* **PROBLEM DETAILS**
Note each line in the data below that holds "noun", and copy it.

Start of AVAILABLE RECORDS

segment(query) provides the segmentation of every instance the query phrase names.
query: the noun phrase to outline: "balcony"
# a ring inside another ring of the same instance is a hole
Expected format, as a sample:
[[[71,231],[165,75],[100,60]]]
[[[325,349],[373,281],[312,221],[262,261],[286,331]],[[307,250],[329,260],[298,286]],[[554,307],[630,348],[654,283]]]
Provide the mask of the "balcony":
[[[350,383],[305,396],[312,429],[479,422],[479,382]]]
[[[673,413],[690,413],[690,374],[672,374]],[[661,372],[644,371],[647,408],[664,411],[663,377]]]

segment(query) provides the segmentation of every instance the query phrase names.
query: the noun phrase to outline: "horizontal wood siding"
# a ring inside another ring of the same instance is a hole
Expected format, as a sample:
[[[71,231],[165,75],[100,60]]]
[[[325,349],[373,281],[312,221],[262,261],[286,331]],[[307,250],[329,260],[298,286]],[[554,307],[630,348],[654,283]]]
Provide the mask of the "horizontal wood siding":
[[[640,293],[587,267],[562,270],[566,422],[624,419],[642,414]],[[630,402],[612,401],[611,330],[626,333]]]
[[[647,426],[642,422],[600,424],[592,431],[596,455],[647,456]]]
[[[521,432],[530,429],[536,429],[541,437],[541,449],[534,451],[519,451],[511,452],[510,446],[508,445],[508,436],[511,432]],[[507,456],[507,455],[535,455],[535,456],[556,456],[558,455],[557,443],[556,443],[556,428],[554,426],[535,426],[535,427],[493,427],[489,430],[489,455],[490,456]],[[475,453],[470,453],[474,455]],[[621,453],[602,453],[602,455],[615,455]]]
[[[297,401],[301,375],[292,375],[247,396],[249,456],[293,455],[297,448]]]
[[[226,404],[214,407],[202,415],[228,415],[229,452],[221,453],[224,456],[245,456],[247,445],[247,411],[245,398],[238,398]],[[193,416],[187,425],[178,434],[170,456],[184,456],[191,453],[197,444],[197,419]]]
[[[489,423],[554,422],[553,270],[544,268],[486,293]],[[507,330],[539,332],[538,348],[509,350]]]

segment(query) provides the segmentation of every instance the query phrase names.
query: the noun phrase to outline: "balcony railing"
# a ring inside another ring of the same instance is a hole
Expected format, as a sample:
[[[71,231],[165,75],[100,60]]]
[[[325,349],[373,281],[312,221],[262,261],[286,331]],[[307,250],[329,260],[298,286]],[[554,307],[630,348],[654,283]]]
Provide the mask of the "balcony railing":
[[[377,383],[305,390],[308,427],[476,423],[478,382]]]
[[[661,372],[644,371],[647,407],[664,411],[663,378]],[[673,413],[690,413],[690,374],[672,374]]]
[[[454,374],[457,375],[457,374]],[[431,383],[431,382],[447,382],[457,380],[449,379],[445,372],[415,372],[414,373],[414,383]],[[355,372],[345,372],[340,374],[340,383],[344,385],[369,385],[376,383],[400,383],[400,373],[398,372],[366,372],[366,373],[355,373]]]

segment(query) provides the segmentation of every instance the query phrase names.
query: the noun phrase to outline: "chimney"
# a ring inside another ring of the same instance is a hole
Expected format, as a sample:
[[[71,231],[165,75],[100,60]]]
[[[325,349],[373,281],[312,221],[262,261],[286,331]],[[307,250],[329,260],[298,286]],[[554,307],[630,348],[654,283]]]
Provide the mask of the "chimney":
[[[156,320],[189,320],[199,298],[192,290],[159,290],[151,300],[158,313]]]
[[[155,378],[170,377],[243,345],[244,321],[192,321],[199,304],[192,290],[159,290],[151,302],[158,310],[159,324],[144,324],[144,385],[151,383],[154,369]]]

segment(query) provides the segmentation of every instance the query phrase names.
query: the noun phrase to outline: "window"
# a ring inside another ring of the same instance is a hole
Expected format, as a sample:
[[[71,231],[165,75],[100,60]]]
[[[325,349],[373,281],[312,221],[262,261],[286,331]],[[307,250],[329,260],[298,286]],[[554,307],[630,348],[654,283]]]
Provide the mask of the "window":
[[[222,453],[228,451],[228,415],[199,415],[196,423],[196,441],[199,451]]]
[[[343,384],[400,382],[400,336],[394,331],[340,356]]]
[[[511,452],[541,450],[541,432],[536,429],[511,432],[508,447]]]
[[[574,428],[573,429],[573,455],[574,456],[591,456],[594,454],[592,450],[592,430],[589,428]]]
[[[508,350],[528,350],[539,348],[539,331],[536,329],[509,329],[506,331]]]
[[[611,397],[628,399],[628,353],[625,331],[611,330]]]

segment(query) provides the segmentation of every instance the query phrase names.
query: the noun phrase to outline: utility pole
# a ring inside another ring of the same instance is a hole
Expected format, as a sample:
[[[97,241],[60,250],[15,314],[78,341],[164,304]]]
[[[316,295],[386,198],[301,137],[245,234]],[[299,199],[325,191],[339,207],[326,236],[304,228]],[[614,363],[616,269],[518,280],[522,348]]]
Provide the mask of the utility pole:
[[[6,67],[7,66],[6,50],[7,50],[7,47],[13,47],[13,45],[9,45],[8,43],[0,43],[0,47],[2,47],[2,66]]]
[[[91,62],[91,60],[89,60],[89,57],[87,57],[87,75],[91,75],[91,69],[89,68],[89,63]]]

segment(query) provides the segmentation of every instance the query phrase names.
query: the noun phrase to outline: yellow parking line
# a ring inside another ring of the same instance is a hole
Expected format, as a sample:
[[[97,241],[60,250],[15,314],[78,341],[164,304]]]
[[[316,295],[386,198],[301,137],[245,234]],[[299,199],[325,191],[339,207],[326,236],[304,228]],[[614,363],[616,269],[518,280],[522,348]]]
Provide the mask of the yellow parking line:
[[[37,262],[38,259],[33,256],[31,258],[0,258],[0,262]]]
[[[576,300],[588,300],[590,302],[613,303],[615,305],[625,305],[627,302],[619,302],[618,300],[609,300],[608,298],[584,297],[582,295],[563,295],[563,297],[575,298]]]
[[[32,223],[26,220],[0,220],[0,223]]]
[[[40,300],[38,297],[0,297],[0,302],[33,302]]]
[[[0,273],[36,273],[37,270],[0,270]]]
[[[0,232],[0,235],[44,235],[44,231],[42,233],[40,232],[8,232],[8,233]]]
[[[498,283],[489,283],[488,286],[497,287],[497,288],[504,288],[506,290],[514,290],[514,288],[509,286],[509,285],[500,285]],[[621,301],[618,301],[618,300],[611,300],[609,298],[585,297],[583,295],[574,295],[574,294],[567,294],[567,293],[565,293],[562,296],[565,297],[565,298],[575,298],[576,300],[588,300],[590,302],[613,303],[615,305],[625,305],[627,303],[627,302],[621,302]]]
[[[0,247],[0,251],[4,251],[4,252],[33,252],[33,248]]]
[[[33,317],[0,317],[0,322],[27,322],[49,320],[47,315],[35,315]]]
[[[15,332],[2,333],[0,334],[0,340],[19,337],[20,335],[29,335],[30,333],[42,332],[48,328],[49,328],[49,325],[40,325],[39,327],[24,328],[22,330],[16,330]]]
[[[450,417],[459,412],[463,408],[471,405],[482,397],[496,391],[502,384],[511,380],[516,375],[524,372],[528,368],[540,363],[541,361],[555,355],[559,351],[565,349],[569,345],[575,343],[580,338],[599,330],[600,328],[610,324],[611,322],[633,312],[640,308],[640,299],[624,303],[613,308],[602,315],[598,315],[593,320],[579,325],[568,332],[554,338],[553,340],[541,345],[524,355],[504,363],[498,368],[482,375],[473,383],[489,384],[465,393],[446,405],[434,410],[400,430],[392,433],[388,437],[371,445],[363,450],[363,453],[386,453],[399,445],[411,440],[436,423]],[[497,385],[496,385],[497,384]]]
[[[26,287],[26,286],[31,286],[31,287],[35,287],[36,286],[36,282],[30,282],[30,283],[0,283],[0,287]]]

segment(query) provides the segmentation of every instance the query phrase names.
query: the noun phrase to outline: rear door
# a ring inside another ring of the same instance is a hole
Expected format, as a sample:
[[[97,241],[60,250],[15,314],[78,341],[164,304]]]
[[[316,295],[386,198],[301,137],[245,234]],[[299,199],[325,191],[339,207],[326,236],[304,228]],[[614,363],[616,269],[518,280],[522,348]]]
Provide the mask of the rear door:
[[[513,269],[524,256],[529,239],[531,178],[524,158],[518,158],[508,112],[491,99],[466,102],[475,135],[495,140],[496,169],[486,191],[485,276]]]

End of AVAILABLE RECORDS

* **RESULT OF THIS TASK**
query: the noun phrase to outline: "balcony"
query: the noun phrase to outline: "horizontal wood siding"
query: the noun phrase to outline: "balcony railing"
query: the noun phrase to outline: "chimney"
query: the noun phrase to outline: "window"
query: the noun phrase to outline: utility pole
query: the noun phrase to outline: yellow parking line
query: the noun phrase to outline: rear door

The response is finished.